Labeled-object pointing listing
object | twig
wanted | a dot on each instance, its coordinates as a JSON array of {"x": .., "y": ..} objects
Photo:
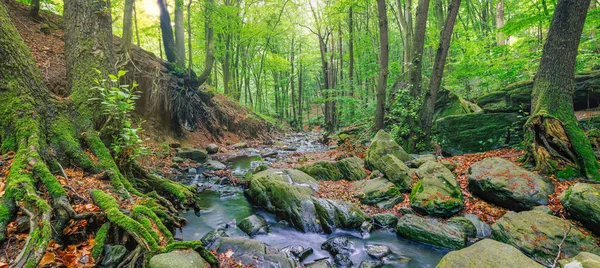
[{"x": 560, "y": 247}]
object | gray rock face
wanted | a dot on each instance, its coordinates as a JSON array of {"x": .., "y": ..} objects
[
  {"x": 339, "y": 245},
  {"x": 383, "y": 144},
  {"x": 395, "y": 171},
  {"x": 437, "y": 193},
  {"x": 377, "y": 251},
  {"x": 179, "y": 259},
  {"x": 212, "y": 148},
  {"x": 487, "y": 253},
  {"x": 289, "y": 194},
  {"x": 582, "y": 260},
  {"x": 430, "y": 231},
  {"x": 385, "y": 220},
  {"x": 538, "y": 235},
  {"x": 501, "y": 182},
  {"x": 254, "y": 225},
  {"x": 193, "y": 154},
  {"x": 254, "y": 252},
  {"x": 214, "y": 235},
  {"x": 582, "y": 200},
  {"x": 379, "y": 192},
  {"x": 483, "y": 229},
  {"x": 215, "y": 165}
]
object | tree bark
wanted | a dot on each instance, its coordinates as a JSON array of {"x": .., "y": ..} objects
[
  {"x": 437, "y": 74},
  {"x": 416, "y": 72},
  {"x": 179, "y": 33},
  {"x": 210, "y": 43},
  {"x": 556, "y": 143},
  {"x": 167, "y": 33},
  {"x": 127, "y": 37},
  {"x": 383, "y": 65}
]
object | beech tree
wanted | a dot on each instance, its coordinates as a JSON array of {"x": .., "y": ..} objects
[
  {"x": 49, "y": 133},
  {"x": 555, "y": 140}
]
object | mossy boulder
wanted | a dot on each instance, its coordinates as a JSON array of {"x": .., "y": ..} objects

• [Written request]: Write out the entire listing above word for word, leaving out the picture.

• [Solution to the problem]:
object | twig
wanted | a dot on each instance, its coordinates as a JSON array of {"x": .., "y": ..} objects
Photo:
[{"x": 560, "y": 247}]
object | gray rock face
wanted | a dot on each instance, its coordinates as a JSON array of {"x": .., "y": ..} objects
[
  {"x": 339, "y": 245},
  {"x": 383, "y": 144},
  {"x": 395, "y": 171},
  {"x": 437, "y": 193},
  {"x": 377, "y": 251},
  {"x": 179, "y": 259},
  {"x": 212, "y": 148},
  {"x": 487, "y": 253},
  {"x": 289, "y": 194},
  {"x": 582, "y": 260},
  {"x": 430, "y": 231},
  {"x": 385, "y": 220},
  {"x": 538, "y": 235},
  {"x": 501, "y": 182},
  {"x": 254, "y": 225},
  {"x": 193, "y": 154},
  {"x": 254, "y": 252},
  {"x": 214, "y": 235},
  {"x": 582, "y": 200},
  {"x": 379, "y": 192},
  {"x": 483, "y": 229},
  {"x": 215, "y": 165}
]
object | tree bark
wanted | a dot on each instance, its coordinates as a JSON array of {"x": .., "y": ..} objects
[
  {"x": 437, "y": 74},
  {"x": 416, "y": 72},
  {"x": 179, "y": 33},
  {"x": 210, "y": 43},
  {"x": 556, "y": 143},
  {"x": 167, "y": 33},
  {"x": 127, "y": 37},
  {"x": 383, "y": 65}
]
object | beech tree
wanted | a dot on each instance, its coordinates as a JSON array of {"x": .., "y": ..} objects
[
  {"x": 49, "y": 133},
  {"x": 555, "y": 140}
]
object | mossy boulder
wanted | a dot on each instance, its coordinates as a JSON array of {"x": .., "y": ..} objects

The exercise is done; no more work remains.